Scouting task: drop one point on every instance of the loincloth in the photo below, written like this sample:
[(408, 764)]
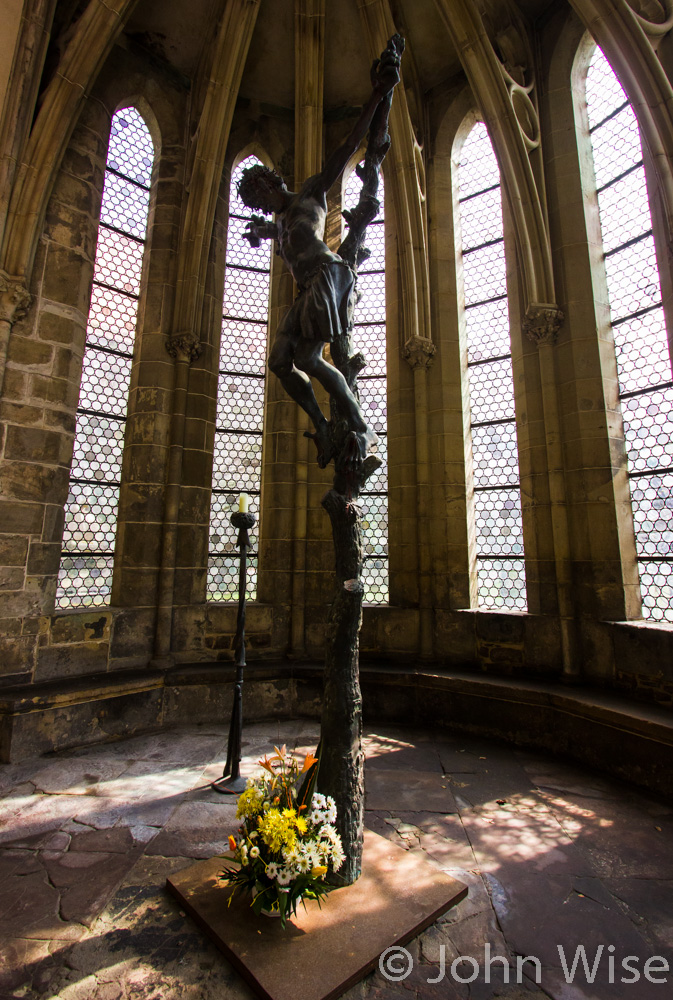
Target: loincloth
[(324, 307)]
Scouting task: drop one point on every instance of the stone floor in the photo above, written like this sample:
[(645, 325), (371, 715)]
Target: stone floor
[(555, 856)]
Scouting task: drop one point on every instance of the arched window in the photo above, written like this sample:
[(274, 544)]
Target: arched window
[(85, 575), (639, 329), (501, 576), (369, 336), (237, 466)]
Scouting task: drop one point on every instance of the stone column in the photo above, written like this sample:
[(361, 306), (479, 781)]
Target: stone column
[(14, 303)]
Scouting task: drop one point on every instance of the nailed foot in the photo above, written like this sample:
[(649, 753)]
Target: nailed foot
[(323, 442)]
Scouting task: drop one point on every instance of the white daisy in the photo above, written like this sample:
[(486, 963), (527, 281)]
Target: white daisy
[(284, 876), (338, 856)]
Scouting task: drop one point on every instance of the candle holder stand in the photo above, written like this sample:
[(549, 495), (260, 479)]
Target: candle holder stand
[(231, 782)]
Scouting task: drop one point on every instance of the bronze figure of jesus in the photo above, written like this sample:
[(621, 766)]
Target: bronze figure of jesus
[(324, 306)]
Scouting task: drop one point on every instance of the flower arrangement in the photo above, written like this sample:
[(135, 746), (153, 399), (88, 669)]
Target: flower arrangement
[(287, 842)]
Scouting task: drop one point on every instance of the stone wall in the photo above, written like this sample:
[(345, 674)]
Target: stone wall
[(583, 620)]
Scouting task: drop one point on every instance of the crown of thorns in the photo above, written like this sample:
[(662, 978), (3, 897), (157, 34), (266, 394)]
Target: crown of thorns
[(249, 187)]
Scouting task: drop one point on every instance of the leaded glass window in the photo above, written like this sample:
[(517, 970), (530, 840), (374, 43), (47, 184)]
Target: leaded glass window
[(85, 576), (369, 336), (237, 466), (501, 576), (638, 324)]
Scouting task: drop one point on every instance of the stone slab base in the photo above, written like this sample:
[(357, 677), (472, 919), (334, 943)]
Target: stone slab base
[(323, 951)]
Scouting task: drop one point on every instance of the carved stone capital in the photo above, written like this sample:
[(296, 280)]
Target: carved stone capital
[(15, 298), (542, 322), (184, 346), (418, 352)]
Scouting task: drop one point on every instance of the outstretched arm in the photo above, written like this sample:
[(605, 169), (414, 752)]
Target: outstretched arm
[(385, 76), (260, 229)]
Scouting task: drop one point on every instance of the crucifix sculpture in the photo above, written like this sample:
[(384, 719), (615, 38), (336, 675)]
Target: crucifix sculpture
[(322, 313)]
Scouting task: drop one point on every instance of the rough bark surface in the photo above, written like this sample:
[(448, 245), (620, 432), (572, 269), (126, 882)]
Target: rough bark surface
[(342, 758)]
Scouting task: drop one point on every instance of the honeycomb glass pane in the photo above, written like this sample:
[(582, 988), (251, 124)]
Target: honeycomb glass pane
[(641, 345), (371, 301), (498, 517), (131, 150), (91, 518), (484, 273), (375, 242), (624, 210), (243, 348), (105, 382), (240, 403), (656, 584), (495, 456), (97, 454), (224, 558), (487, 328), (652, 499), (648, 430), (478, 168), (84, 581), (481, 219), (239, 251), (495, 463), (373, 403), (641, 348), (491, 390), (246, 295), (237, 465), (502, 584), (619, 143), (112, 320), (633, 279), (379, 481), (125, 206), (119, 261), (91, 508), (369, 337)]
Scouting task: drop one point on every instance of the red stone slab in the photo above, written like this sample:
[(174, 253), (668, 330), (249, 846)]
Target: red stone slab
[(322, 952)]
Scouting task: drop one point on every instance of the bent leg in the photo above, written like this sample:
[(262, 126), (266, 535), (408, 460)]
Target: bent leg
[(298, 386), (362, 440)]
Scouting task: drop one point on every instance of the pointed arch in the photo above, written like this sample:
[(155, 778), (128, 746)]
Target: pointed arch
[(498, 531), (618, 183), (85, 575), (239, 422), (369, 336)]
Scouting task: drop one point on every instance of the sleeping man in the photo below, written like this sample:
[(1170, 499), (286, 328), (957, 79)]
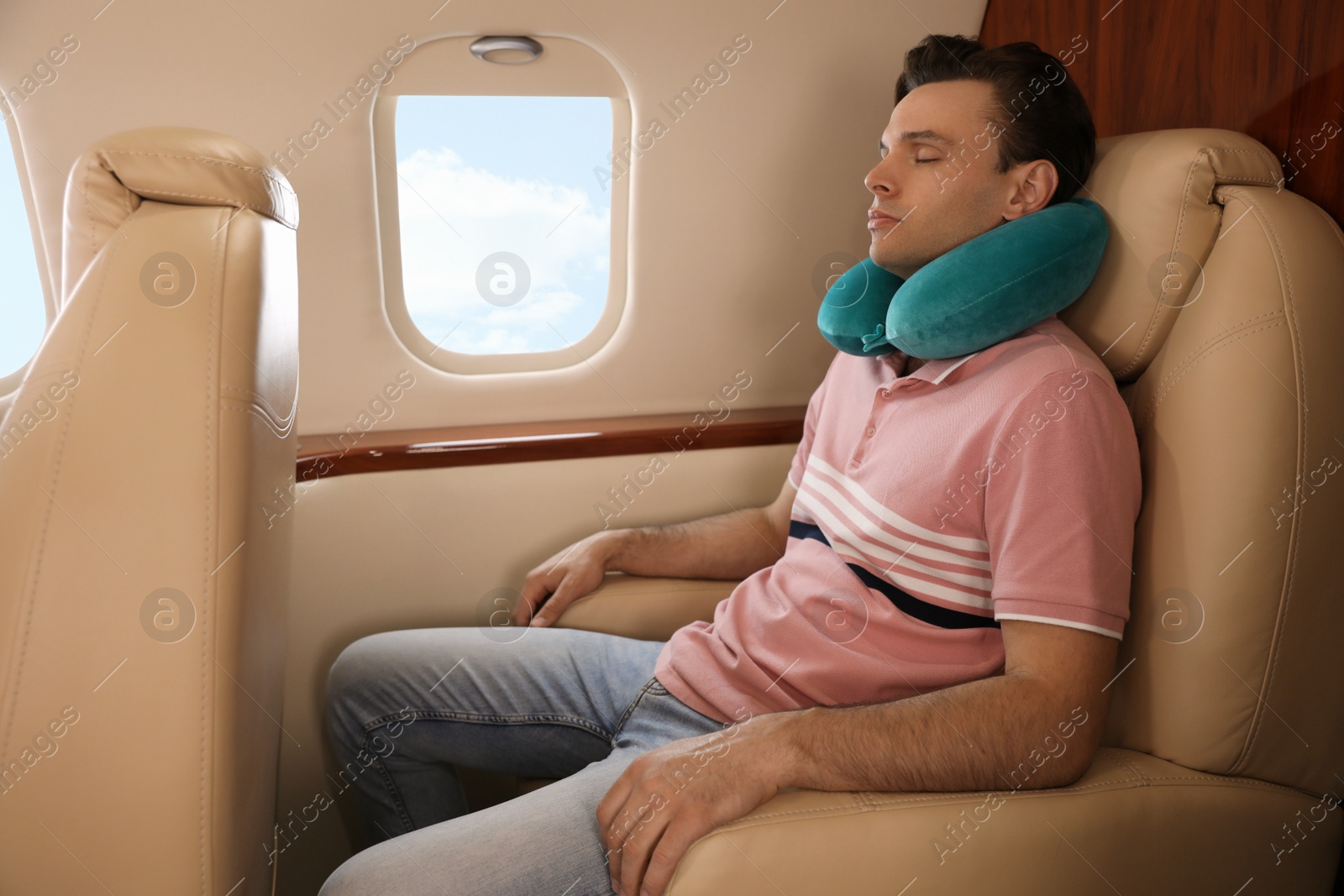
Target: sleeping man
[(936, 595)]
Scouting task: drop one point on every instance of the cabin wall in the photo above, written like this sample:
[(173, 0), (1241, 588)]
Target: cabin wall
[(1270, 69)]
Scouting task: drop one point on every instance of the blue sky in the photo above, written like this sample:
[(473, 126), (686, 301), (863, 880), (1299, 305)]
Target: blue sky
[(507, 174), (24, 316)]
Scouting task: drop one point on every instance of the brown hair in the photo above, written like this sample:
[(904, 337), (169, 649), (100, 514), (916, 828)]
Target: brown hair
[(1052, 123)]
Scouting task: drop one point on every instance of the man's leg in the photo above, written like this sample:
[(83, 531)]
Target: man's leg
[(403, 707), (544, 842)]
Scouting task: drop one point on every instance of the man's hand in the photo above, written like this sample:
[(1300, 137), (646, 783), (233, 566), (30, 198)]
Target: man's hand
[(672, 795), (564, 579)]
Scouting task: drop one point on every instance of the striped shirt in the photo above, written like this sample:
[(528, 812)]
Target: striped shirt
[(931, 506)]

=====

> [The task]
Copy the items word for word, from the first line through the line containing "[(324, 306)]", and leave the pictures out of your copy.

> [Output of the task]
Scouting task: drop one point on every instance of the loincloth in the photo below, written like this sample:
[(408, 764)]
Target: loincloth
[(324, 307)]
Scouting task: drop one point on every instance of the stone floor in the photo above, written like this sample:
[(645, 325), (371, 715)]
Target: stone floor
[(555, 856)]
Scouting task: drop one point on every instance of the arched window in the photo above, written like this sample:
[(274, 544)]
Target: arched window
[(85, 575), (639, 329), (501, 576), (369, 336), (237, 466)]
Scouting task: drop one point on every instance of the stone column in the photo above, written like this sample:
[(361, 306), (479, 781)]
Target: stone column
[(14, 303)]
Scouting task: drop one point on every instance of the nailed foot in the photo above, written like this sample:
[(649, 753)]
Target: nailed foot
[(323, 442)]
Scouting task: drop one point on every instance of the white daisy in the photo above, written like this sample:
[(486, 963), (527, 281)]
Target: white daisy
[(284, 876), (338, 856)]
Scouting task: drop one point on every instance of the candle holder stand in the photo above, written like this sample:
[(549, 495), (260, 479)]
Target: candle holder stand
[(231, 782)]
Scouting task: drop one point on every instance of the bronze figure of jesus in the photo above, written like this sample:
[(621, 766)]
Target: bronze figure of jesus
[(324, 306)]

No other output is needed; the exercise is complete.